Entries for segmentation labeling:
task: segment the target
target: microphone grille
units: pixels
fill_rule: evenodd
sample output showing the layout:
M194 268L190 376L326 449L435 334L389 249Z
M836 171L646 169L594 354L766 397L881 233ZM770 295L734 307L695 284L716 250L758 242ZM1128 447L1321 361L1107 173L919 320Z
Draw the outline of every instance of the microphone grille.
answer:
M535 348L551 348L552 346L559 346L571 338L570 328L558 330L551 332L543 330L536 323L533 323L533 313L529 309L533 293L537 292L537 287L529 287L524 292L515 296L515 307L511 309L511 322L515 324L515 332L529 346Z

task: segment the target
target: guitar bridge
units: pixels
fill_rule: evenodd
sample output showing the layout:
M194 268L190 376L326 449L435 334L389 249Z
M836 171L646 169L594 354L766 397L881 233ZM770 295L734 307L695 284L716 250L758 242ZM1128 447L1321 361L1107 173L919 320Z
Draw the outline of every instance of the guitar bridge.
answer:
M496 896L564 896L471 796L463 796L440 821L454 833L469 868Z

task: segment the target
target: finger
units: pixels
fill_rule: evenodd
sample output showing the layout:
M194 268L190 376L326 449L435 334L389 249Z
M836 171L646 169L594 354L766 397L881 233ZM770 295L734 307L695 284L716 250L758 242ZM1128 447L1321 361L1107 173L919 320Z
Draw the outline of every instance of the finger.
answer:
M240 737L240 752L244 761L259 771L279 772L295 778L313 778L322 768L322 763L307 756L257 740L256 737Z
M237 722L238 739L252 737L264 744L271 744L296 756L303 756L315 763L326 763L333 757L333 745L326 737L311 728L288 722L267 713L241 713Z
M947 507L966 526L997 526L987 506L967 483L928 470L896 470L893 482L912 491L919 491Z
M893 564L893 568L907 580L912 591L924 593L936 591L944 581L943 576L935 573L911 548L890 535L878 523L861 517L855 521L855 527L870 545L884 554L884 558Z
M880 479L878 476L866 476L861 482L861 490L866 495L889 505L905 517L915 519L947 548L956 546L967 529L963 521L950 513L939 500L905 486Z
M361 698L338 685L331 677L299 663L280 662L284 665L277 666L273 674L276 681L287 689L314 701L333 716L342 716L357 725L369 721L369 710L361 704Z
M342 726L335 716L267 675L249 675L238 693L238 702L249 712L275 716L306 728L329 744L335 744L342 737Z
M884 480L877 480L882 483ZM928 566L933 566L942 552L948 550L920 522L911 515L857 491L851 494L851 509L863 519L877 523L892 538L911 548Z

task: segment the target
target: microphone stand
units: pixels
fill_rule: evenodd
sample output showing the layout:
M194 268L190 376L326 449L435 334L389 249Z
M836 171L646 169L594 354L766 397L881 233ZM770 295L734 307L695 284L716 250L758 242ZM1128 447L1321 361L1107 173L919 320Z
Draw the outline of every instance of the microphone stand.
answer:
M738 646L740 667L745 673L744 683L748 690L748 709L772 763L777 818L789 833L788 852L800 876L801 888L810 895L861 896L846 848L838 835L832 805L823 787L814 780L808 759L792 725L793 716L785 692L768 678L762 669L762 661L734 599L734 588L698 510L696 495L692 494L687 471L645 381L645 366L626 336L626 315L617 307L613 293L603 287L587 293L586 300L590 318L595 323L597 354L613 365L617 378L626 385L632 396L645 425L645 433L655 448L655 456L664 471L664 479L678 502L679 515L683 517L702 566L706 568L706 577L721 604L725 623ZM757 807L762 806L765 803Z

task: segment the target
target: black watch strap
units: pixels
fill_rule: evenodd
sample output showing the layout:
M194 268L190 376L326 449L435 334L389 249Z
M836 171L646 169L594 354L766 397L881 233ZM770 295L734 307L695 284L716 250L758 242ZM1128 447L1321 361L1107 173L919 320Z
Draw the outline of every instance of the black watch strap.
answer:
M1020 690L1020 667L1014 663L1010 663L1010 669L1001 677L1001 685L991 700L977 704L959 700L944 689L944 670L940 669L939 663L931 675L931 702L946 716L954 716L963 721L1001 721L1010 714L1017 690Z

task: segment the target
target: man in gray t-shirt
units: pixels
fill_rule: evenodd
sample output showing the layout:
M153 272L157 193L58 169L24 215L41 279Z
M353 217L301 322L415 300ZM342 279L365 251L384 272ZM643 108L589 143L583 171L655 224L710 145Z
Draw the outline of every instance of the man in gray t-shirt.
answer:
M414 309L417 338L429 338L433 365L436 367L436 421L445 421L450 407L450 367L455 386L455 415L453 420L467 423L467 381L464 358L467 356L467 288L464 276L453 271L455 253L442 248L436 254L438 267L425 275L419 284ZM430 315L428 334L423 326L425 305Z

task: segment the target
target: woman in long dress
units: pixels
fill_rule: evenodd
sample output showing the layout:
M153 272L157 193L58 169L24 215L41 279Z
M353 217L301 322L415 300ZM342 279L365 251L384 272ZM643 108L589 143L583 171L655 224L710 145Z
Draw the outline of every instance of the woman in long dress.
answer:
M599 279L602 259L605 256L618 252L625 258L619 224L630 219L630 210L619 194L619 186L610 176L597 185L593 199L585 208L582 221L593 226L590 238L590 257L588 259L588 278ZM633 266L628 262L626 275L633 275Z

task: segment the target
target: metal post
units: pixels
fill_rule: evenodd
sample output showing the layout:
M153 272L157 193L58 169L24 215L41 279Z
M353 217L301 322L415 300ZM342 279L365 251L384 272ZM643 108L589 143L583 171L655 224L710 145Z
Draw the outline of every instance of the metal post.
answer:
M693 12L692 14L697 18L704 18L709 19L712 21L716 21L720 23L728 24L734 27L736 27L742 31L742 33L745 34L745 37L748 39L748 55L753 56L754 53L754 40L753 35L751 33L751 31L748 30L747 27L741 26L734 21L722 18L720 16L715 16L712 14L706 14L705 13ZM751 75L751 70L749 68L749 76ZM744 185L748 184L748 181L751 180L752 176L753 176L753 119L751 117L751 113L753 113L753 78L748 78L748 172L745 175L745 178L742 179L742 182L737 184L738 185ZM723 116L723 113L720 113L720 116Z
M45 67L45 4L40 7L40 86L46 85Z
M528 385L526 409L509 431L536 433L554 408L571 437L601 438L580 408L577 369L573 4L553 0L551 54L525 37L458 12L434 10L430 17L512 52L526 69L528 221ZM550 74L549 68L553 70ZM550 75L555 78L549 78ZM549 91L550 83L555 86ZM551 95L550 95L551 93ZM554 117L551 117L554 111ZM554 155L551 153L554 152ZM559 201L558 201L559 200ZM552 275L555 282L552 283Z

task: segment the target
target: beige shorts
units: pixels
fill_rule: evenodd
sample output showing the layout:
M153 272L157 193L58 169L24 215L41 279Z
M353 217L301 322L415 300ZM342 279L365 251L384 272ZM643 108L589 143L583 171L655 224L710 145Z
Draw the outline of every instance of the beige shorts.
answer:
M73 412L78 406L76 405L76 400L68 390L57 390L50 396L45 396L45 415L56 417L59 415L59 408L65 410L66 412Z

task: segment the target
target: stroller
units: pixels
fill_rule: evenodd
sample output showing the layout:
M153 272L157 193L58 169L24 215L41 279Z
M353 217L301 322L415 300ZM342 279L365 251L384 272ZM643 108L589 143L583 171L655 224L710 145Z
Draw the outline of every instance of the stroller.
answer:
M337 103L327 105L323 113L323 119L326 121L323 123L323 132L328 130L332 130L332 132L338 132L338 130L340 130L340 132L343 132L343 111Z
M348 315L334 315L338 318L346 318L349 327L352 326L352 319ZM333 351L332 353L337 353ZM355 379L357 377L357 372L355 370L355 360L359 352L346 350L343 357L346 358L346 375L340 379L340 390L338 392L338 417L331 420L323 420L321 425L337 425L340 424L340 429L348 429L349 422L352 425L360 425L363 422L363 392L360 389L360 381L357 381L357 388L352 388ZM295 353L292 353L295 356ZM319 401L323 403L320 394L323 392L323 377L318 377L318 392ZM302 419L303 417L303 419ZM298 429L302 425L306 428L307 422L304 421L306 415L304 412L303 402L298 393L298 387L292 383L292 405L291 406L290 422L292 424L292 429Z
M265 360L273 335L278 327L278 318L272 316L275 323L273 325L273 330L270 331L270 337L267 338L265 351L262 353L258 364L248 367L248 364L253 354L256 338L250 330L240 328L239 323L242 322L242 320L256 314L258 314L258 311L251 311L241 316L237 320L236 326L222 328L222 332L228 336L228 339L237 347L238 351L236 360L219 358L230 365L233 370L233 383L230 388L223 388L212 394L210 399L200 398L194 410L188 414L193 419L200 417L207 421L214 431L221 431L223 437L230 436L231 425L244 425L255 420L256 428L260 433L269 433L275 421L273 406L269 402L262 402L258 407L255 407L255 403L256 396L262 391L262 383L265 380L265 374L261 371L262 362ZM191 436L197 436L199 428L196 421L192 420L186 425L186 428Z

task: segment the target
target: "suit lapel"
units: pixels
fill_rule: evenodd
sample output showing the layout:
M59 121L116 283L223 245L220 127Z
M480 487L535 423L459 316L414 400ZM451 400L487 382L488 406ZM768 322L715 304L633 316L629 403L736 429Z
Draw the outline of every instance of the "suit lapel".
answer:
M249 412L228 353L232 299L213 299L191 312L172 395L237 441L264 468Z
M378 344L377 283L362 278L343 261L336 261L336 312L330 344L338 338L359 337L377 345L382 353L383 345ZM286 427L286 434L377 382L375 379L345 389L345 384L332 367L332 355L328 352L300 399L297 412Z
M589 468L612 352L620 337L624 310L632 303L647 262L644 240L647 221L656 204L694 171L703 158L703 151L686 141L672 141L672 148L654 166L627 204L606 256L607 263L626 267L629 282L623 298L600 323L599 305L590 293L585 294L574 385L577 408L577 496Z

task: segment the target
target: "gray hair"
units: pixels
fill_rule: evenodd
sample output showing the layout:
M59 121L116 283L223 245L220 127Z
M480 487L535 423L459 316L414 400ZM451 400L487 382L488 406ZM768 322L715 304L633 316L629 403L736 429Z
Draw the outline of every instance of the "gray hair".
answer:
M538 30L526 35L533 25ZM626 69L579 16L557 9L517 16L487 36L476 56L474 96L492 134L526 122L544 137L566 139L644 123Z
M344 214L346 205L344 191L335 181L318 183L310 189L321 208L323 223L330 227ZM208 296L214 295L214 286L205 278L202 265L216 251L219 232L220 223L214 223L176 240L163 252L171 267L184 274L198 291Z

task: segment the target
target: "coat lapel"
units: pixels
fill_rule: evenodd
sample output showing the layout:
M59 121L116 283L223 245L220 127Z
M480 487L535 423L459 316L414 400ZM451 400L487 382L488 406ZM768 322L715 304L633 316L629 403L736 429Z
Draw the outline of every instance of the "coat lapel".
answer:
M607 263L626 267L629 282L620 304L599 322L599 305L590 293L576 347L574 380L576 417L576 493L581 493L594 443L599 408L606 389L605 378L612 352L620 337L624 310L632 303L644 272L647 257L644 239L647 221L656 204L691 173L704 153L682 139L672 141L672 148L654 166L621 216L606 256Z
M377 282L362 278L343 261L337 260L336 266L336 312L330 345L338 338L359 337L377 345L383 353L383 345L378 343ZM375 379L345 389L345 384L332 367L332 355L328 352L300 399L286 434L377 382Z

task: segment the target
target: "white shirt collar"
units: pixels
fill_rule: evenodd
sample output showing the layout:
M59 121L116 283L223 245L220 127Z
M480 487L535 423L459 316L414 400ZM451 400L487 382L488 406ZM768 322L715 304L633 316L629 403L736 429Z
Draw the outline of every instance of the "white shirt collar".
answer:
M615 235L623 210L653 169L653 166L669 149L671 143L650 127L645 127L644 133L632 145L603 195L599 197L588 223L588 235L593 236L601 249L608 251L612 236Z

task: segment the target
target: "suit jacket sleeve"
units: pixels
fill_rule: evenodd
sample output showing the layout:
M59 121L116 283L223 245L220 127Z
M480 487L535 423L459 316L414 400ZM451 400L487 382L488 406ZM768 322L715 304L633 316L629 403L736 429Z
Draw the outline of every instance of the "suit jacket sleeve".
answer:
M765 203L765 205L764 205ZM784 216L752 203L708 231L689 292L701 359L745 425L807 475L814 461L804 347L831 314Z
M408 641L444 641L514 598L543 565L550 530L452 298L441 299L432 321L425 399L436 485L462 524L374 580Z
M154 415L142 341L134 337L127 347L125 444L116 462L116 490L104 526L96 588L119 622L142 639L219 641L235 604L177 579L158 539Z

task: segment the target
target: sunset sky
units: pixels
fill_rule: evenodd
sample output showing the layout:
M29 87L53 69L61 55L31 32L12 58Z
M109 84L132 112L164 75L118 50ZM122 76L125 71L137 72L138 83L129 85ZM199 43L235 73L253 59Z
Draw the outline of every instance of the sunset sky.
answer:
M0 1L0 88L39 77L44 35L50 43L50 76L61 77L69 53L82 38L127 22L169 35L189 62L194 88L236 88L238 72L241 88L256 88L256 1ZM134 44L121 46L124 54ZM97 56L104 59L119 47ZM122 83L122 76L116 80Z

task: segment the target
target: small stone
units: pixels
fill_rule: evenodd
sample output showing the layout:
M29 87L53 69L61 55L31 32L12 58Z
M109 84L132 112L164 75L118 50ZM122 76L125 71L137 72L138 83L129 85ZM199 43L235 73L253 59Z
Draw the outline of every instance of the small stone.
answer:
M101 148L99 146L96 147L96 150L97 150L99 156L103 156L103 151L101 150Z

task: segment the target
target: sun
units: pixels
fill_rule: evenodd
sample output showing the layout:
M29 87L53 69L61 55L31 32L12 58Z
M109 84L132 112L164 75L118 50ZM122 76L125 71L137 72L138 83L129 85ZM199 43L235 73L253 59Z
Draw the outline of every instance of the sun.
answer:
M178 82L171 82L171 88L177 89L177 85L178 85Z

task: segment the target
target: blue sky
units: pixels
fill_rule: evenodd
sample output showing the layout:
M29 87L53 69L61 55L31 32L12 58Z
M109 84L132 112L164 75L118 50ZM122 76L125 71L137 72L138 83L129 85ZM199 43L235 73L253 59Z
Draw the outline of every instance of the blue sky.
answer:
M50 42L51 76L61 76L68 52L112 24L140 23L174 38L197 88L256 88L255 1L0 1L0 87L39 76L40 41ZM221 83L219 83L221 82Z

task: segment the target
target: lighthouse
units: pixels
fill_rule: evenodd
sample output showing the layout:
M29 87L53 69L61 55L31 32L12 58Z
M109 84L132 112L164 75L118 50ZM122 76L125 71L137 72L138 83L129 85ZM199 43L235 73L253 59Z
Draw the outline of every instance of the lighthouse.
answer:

Task objective
Please count the lines in the items above that contain the string "sleeve" and give only that number. Case counts.

Solution
2